-- START TEXT EXTRACT --
Day 5: Hasan Davis

From the author’s website

Hope Dealer. Actor. Speaker. Advocate. Teaching Artist. Hasan Davis creates change and sows inspiration in many ways. His latest is as children’s book author. Through his picture book The Journey of York (illustrated by Alleanna Harris, published by Capstone), Hasan gives voice to a hero on the Lewis & Clark expedition who has been too long unsung. We’re honored to welcome Hasan to The Brown Bookshelf to share his path to this important story:

My journey to York began as a child growing up on the tail end of segregation. Throughout my early childhood I was only introduced to a few “safe” examples of Black contributions to the American way of life. George Washington Carver, Booker T. Washington, and Frederick Douglas seemed to be the prominent black voices held up as examples of America’s success story.

In third grade I received my first social studies/history book. I was excited by Mrs. Moore’s powerful proclamation that this book was “the place where the great stories of America lived.” I hurriedly began flipping through my textbook and chapter after chapter the faces that greeted me, Washington, Jefferson, Lincoln, shared one dominating characteristic. They were all white men. As I kept up my frantic flipping, waiting for the rest of the story, I finally turned past what looked to be a black man. I quickly turned the pages back to find my truth waiting. There was the image of a shirtless black man slumped forward to display the bare back completely covers with scars from repeated and severe whippings. The caption below the picture was short but clear. “The American Negro, Slave.” I was fortunate to have parents who went out of their way to find the “other” stories to refute this narrative. They were the first to encourage me to search, find and share.

Years later, it was that pivotal experience that set me on a mission to find and share the stories, experiences, and sacrifices that more accurately reflect the presence of African descendants in America’s history and confirm their contributions to our national legacy. First, I began using a living history format called Chautauqua to bring stories of African American heroes alive for student and adult audiences nationally.

In 1999, I was encouraged to develop a new living history program specifically for the bicentennial commemoration of the Lewis and Clark Expedition which would formally begin in 2003. After a year of deep research and preparation, including script writing and costume design, I was ready to debut my new national performance of York, Explorer. After some early success, I was invited to contribute more directly to the success of the Bicentennial by telling York’s story along the Lewis and Clark historic trail as an official part of the national signature events. This experience informed my earlier knowledge of York by giving me connections to American Native elders and storytellers from many of the communities that were visited by the corps of discovery. The representative honored me with personal histories of York’s presence and experience among their people that were often different than the stories captured in the journals of expedition. These stories combined with my research and a series of recently discovered, never before seen letter from William Clark to his brother dating to the years after the return of the expedition allowed me to create a comprehensive perspective of York before, during and after the expedition.
-- END TEXT EXTRACT --
-- START DATA --
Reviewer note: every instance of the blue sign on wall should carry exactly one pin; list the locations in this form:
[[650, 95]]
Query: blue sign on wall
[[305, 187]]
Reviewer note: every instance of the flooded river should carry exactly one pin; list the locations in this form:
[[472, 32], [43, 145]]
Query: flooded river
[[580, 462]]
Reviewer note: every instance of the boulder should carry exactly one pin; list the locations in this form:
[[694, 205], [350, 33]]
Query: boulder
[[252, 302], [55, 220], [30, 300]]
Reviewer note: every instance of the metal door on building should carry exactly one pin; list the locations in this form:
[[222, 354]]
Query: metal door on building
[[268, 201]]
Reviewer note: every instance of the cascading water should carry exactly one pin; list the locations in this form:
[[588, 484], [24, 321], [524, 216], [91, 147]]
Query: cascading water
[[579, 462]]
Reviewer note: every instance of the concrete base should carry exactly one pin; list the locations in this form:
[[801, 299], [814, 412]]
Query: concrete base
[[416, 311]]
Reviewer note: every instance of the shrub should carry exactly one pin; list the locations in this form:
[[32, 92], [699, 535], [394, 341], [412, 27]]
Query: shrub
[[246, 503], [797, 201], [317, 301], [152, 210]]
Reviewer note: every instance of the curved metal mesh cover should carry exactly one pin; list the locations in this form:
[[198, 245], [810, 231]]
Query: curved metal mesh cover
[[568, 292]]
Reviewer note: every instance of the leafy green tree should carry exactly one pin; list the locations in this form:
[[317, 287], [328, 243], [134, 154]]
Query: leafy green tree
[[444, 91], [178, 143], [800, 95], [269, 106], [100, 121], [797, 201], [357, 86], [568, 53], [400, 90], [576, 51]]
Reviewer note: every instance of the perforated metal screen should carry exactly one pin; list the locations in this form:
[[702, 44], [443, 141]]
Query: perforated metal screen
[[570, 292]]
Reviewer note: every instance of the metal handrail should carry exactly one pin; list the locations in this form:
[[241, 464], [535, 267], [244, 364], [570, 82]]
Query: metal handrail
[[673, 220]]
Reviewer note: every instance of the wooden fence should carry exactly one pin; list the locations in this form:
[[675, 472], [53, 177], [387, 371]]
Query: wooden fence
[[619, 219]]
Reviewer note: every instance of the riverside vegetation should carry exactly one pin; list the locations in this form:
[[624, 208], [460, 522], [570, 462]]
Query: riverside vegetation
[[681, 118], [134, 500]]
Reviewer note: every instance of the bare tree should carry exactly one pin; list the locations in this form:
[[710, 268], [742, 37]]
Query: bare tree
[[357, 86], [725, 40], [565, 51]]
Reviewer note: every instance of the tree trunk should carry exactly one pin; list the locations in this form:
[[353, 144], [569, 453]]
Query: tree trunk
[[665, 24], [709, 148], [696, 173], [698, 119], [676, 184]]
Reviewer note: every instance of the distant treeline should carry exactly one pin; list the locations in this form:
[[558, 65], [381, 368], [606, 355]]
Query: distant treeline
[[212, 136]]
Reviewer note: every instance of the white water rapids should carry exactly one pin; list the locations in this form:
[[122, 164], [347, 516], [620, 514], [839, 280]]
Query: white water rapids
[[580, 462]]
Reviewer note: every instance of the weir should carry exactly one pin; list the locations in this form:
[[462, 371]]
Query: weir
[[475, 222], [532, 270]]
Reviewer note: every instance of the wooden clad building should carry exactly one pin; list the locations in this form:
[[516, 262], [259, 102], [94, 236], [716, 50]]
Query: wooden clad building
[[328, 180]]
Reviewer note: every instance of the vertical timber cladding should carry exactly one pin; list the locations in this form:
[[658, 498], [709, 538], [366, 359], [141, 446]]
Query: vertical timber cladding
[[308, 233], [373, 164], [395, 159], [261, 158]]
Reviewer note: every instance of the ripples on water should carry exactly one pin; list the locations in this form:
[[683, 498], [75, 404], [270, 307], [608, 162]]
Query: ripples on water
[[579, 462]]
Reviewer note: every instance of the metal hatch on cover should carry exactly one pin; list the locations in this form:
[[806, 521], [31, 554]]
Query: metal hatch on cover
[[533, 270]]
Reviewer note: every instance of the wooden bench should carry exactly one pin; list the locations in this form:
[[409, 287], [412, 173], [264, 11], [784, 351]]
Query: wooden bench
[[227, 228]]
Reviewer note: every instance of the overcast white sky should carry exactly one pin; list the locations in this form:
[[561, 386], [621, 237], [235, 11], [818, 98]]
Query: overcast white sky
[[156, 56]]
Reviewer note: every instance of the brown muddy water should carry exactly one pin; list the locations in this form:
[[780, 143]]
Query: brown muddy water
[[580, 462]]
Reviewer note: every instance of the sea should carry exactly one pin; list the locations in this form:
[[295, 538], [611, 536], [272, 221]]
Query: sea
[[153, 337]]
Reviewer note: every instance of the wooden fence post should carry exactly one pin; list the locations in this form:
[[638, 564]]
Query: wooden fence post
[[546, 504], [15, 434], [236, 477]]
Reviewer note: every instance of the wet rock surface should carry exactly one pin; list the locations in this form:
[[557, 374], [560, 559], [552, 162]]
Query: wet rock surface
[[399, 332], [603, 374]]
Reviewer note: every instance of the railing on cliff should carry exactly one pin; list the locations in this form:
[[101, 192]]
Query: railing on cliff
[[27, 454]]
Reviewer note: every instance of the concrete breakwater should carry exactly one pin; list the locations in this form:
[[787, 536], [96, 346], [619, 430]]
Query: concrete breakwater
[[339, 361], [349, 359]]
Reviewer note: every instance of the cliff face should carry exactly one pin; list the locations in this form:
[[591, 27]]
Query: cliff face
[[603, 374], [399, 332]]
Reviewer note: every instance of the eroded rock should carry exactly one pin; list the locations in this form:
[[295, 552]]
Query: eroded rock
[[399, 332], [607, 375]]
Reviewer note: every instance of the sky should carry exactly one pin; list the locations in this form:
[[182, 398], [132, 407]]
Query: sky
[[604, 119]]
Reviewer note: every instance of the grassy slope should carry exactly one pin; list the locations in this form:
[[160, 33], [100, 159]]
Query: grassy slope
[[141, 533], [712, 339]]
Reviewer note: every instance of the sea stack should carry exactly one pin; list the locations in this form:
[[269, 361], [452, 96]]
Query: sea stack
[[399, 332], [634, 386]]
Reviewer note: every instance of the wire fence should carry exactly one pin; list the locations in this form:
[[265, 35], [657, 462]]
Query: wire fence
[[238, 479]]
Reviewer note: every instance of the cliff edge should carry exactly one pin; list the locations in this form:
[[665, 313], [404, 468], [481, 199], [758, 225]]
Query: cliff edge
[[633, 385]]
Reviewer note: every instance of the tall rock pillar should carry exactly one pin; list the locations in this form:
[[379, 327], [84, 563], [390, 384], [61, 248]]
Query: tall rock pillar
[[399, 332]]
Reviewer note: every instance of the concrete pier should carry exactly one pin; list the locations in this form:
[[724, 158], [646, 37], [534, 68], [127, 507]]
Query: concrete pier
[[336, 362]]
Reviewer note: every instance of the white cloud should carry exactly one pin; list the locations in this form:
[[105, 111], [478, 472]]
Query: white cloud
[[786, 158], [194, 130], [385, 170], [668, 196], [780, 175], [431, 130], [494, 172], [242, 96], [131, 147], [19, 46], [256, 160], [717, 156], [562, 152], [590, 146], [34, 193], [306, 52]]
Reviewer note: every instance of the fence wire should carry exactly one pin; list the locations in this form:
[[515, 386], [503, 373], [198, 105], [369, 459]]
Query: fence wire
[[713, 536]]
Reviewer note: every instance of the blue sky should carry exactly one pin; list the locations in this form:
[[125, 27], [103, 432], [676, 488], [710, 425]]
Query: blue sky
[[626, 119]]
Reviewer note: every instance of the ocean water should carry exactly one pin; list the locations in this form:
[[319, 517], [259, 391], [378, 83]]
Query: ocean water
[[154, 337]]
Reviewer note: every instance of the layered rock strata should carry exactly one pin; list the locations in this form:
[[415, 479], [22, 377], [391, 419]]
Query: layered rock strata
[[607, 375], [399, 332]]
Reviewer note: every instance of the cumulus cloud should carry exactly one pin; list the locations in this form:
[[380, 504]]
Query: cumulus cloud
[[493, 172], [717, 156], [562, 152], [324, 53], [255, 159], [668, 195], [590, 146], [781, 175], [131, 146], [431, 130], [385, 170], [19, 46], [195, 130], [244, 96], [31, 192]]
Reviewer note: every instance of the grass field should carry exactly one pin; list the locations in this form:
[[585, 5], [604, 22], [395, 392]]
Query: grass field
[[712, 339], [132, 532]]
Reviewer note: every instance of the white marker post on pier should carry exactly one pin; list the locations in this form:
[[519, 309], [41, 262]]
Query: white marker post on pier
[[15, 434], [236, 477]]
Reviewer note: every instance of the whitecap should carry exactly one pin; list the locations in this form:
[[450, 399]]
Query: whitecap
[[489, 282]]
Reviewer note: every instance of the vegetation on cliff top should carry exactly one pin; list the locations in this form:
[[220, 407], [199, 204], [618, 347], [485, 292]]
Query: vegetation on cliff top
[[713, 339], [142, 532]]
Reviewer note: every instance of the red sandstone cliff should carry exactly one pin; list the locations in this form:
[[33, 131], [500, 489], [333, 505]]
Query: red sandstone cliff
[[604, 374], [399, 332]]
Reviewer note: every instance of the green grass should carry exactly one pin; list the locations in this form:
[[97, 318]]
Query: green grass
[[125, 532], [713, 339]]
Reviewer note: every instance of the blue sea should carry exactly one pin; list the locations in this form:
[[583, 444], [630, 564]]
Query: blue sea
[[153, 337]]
-- END DATA --
• _GOAL OF THE EXERCISE_: In the Hasan Davis feature, what was the name of the national performance Davis debuted after a year of research and preparation?

• _COMPLETED EXERCISE_: York, Explorer